* [Aim of the task]: Copy every line from the one containing "request: draw the outline of every instance of the prey" through the end of the entries, both ends included, and give only those lines, requests and all. Scale each x,y vertex coordinate in the answers by 0.55 and round it to the nearest whole number, with halves rounded up.
___
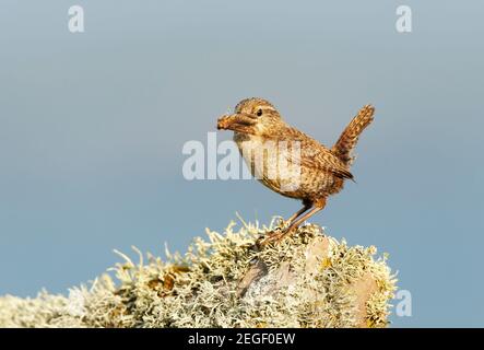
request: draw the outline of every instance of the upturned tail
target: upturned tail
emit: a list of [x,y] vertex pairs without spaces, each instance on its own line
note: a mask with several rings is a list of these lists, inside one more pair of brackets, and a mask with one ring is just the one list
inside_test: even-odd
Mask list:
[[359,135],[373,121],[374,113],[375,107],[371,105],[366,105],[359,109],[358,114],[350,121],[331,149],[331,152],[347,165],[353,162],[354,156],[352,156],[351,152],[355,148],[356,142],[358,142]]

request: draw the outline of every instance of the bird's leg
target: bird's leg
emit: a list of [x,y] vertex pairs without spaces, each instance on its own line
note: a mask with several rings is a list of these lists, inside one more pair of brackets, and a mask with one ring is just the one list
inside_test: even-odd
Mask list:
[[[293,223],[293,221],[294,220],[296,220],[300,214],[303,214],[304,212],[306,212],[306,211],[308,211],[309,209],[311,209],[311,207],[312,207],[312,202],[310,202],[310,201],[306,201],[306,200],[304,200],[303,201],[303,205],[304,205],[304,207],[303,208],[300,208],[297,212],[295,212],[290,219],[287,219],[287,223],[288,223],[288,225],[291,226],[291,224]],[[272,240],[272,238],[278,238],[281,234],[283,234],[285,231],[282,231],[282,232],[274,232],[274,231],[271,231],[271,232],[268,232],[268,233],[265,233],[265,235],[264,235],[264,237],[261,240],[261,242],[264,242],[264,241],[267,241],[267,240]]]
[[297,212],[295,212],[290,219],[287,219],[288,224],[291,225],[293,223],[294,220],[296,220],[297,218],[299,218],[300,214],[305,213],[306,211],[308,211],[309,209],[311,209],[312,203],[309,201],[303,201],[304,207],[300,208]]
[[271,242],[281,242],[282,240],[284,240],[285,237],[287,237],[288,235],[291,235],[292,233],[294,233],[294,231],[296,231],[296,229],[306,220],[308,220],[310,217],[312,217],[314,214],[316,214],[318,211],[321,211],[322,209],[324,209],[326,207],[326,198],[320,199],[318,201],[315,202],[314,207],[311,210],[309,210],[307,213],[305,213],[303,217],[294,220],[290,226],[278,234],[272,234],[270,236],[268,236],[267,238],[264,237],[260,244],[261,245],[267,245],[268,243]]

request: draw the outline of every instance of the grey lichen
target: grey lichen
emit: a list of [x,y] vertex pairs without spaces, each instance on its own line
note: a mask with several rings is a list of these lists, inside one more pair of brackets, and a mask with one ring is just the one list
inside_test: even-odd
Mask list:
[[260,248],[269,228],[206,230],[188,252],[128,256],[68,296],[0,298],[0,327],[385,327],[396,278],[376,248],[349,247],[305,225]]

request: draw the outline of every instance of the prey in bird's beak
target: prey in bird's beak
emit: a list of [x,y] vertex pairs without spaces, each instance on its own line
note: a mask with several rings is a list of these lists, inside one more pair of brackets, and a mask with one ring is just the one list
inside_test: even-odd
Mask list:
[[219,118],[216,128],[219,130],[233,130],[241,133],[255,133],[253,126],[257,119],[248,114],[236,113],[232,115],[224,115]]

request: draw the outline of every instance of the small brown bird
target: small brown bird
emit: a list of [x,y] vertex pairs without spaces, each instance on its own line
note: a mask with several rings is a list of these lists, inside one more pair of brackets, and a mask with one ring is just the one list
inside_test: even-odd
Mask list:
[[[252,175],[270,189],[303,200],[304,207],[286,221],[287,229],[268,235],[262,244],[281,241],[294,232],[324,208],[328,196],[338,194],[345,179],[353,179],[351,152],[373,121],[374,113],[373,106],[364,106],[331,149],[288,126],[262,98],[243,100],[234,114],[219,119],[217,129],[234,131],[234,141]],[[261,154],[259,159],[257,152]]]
___
* [The output]:
request: draw the outline of every instance of the prey in bird's beak
target: prey in bird's beak
emit: a list of [x,y] vertex pairs without spaces, each instance on its own line
note: a mask with several rings is a list of these lists, inside one more pair of brackets, and a mask with one ring is just the one list
inside_test: even-odd
Mask list:
[[120,65],[119,70],[120,72],[128,72],[133,73],[140,73],[139,69],[141,65],[136,63],[130,62],[128,63],[123,63]]

request: draw the outline of every instance of the small brown bird
target: small brown bird
emit: a list of [x,y] vertex pairs without spaces, each instance on its own line
note: a mask with several rings is a list of these lists, inside one more pair of brackets, and a mask with one ring is just the one list
inside_test: even-odd
Mask list:
[[[139,96],[149,104],[167,110],[167,114],[157,122],[158,126],[147,129],[144,134],[155,133],[162,128],[178,114],[180,108],[186,107],[190,98],[194,98],[193,84],[205,67],[206,62],[205,58],[200,58],[182,82],[158,69],[144,54],[134,55],[129,63],[120,65],[119,71],[129,72],[129,78]],[[144,85],[142,87],[141,84]]]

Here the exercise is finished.